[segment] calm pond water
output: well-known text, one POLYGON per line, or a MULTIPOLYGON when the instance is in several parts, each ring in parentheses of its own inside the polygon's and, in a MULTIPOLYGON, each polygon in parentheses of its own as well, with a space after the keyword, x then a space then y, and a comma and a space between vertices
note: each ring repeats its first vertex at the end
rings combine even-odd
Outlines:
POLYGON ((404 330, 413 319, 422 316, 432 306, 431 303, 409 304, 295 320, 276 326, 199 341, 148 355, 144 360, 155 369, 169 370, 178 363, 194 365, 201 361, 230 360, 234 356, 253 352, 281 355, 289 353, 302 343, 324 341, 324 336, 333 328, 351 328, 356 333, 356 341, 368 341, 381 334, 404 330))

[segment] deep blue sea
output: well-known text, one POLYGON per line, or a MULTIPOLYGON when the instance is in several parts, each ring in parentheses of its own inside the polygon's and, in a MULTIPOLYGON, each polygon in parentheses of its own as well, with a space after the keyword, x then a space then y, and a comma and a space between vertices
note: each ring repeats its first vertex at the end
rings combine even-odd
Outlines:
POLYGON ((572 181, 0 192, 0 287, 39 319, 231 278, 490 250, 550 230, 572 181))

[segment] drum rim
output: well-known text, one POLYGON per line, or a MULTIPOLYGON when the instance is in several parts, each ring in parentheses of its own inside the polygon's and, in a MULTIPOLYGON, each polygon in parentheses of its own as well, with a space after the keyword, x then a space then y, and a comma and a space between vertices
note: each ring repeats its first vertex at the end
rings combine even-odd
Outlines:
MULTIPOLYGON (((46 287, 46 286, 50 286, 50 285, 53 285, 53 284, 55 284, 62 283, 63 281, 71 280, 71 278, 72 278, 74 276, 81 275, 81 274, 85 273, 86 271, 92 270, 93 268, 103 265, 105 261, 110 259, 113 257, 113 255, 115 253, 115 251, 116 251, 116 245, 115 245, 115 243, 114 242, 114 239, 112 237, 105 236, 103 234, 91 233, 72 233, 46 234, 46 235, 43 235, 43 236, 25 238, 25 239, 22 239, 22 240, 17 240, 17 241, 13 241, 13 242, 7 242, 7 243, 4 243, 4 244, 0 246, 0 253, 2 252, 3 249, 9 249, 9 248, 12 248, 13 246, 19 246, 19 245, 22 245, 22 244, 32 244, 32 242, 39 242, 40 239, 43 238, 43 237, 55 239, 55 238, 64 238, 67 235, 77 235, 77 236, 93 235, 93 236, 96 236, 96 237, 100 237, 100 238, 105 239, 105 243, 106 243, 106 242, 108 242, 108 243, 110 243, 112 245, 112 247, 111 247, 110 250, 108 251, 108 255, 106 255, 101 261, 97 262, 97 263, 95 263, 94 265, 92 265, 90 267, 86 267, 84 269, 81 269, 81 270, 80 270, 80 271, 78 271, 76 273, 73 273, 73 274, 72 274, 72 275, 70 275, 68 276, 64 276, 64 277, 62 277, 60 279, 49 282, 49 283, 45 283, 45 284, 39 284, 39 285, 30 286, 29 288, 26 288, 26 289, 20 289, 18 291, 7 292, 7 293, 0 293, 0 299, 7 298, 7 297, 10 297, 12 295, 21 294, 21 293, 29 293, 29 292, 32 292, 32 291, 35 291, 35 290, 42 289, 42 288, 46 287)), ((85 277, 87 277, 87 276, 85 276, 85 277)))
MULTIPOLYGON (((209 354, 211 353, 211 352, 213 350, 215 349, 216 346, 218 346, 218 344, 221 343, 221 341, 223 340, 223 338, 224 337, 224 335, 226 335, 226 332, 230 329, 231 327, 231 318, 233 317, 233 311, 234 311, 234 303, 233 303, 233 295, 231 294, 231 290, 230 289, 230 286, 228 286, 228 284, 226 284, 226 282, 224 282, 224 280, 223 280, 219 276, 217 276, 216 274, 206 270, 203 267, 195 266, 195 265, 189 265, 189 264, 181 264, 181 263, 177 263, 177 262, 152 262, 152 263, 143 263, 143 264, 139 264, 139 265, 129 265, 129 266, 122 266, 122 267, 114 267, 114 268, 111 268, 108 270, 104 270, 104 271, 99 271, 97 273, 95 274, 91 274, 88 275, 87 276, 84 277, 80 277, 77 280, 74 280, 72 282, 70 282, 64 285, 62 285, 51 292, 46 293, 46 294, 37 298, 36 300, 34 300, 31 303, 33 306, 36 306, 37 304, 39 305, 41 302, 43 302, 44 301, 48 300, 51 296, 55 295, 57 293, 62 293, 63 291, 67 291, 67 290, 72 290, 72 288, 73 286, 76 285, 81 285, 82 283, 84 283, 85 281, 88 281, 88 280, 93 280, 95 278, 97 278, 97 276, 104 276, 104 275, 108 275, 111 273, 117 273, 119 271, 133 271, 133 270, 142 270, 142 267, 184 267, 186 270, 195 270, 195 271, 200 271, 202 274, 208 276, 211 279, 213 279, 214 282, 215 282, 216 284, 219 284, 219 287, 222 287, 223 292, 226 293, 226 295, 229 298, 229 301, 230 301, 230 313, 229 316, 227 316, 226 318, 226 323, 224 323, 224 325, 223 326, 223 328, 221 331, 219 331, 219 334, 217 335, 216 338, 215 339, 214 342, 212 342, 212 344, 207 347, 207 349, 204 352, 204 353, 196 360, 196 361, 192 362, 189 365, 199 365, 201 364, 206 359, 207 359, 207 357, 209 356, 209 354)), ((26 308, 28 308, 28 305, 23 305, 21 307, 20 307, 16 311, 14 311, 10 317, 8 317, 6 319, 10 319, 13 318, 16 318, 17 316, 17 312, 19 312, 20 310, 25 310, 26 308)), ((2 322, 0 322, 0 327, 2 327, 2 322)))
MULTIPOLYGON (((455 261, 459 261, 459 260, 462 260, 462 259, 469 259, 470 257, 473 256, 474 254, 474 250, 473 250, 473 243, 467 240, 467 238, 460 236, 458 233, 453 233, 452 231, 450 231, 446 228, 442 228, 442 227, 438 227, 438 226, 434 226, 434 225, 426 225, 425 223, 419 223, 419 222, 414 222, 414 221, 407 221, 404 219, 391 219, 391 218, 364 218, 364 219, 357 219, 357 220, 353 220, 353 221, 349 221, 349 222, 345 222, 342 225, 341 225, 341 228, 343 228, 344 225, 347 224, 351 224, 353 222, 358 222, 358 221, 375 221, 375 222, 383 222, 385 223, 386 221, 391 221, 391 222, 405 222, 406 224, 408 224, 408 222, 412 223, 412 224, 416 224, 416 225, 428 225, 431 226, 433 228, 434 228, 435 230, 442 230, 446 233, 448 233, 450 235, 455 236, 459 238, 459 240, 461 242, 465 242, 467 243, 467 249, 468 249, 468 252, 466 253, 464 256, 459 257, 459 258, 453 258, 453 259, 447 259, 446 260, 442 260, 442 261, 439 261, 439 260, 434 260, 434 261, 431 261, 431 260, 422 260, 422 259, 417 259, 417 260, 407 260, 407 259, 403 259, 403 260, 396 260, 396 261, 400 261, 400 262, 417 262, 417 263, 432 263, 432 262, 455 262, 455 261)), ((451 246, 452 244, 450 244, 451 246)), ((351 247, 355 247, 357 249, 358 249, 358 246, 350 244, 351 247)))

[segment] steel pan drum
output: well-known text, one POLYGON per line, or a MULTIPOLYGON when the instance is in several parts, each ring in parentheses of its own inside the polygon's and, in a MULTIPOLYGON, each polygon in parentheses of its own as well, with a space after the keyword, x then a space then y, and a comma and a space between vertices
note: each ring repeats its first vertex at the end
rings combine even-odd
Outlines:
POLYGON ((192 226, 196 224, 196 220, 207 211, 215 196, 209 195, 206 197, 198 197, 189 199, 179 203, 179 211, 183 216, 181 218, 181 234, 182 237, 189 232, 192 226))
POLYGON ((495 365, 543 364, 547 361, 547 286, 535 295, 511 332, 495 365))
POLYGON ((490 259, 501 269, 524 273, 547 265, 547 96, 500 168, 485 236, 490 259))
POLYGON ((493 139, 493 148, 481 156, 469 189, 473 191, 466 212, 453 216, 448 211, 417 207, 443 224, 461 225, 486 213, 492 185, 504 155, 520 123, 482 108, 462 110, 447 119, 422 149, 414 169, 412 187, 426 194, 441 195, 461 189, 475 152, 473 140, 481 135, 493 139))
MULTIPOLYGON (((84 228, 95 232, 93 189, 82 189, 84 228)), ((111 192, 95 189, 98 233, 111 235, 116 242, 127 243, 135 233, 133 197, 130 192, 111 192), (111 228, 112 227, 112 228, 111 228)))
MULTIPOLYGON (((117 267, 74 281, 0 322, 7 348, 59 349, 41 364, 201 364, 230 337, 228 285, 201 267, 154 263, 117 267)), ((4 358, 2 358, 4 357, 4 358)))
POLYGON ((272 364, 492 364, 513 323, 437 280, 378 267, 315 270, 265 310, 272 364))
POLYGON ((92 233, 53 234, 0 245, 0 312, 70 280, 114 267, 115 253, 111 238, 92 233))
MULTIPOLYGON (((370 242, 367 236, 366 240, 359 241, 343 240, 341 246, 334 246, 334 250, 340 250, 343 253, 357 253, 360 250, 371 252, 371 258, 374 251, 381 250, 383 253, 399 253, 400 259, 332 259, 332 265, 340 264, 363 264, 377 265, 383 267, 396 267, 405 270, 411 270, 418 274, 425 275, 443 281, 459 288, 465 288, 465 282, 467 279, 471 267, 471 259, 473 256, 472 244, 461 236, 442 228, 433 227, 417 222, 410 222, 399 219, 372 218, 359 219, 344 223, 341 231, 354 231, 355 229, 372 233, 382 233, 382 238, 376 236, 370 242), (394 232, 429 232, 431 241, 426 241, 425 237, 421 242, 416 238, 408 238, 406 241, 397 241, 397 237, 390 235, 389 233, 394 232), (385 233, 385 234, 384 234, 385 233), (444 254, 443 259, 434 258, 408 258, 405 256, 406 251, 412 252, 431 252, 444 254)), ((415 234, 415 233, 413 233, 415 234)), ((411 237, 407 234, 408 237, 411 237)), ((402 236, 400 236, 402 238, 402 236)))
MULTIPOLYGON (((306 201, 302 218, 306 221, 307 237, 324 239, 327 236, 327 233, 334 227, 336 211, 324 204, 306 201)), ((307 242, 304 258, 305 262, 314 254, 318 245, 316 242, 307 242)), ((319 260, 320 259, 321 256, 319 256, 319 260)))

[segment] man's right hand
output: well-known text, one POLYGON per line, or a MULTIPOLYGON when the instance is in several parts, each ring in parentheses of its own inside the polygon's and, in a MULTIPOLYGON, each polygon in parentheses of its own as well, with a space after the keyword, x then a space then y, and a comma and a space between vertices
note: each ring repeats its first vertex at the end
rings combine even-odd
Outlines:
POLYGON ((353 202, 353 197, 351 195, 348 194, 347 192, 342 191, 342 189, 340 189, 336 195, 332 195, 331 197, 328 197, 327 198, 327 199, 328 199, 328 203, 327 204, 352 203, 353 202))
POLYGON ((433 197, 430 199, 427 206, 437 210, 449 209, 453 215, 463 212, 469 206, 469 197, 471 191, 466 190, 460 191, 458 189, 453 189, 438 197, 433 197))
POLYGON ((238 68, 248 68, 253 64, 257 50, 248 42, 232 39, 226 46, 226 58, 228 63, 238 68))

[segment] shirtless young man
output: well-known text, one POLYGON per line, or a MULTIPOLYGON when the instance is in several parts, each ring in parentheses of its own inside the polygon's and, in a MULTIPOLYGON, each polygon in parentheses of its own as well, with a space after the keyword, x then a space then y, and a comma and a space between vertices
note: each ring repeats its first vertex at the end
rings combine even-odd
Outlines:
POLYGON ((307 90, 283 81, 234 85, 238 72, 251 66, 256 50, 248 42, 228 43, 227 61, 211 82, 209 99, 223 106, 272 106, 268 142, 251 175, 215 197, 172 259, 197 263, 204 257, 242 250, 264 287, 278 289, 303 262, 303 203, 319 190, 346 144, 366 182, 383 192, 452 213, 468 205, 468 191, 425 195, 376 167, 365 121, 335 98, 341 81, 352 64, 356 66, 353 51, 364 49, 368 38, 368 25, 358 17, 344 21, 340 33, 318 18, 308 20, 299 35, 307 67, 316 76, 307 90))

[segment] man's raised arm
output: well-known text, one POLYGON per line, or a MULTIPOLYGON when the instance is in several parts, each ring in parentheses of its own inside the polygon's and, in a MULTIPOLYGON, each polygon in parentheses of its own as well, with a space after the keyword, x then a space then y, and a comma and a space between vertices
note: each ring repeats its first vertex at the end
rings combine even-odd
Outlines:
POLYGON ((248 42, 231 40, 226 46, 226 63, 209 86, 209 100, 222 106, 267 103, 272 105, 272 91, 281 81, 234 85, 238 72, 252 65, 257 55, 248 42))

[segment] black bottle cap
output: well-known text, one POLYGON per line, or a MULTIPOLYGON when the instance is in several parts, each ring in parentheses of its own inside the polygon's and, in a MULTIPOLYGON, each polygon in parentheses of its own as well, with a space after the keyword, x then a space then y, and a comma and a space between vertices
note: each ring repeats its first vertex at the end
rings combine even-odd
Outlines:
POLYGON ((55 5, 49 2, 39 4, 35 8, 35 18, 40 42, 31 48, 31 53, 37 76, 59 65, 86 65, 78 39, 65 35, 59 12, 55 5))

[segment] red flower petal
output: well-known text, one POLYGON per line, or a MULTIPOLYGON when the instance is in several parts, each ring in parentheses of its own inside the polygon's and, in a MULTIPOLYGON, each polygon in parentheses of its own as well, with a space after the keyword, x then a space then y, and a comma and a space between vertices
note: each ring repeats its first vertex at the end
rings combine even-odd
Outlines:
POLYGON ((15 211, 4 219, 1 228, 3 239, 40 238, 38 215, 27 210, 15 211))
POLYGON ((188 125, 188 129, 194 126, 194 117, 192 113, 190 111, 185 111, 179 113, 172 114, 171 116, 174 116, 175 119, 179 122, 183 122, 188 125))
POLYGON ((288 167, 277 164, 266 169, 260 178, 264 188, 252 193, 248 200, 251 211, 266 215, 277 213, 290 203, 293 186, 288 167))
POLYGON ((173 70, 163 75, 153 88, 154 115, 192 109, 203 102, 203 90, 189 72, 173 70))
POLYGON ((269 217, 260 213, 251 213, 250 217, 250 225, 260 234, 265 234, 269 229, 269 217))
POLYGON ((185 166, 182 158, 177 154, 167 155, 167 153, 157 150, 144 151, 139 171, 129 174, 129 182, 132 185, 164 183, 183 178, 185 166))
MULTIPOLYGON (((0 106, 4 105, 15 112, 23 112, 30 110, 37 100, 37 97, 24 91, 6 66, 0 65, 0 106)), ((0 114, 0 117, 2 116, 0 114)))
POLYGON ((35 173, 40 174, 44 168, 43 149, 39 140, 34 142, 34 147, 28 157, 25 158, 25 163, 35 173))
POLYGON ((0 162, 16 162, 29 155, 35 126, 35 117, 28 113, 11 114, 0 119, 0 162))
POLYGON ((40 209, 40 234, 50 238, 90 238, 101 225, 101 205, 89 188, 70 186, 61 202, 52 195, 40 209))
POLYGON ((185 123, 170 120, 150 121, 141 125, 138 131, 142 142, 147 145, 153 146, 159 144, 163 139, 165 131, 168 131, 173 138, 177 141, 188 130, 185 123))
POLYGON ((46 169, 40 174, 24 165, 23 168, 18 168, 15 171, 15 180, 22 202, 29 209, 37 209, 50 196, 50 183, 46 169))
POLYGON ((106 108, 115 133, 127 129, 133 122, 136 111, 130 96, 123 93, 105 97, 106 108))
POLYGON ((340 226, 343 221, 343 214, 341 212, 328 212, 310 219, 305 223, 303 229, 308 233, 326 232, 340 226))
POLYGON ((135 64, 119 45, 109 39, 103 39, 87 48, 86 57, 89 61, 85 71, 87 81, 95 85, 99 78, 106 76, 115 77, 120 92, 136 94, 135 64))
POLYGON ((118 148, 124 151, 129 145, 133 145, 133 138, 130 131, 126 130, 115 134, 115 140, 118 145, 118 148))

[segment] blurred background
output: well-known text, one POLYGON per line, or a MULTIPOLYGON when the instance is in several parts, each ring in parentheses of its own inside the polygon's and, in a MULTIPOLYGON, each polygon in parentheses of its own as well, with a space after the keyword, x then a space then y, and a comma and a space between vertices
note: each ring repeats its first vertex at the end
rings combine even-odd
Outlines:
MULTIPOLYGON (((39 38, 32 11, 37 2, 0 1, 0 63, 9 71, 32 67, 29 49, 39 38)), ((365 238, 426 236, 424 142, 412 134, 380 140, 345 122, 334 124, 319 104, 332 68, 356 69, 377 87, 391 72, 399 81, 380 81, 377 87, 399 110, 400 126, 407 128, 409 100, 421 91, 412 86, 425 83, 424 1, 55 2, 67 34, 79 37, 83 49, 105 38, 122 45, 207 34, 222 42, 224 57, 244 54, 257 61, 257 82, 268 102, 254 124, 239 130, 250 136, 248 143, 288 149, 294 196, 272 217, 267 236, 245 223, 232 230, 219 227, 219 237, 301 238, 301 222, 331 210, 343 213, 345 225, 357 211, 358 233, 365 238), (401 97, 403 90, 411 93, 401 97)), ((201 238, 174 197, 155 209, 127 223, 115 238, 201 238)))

◆ Task objective
Rewrite the stretch of entries from the line containing "[segment] man's raised arm" through the line containing "POLYGON ((248 42, 231", putting "lifted" in place of "raised" and keeping everything else the same.

◆ Response to this exercise
[segment] man's lifted arm
output: well-known text, one POLYGON per line, or a MULTIPOLYGON when the instance is in several parts, each ring in parentheses of its own inside the polygon's and, in a MULTIPOLYGON, each polygon in parentheses of its own as well, with a space after the keyword, x then a space then y, and a comma and a space between vertices
note: each ring repeats its first vertex at the end
rings combine even-odd
Outlines:
POLYGON ((248 42, 231 40, 226 46, 226 63, 209 86, 209 100, 222 106, 267 103, 272 105, 272 91, 281 81, 234 85, 238 72, 252 65, 257 55, 248 42))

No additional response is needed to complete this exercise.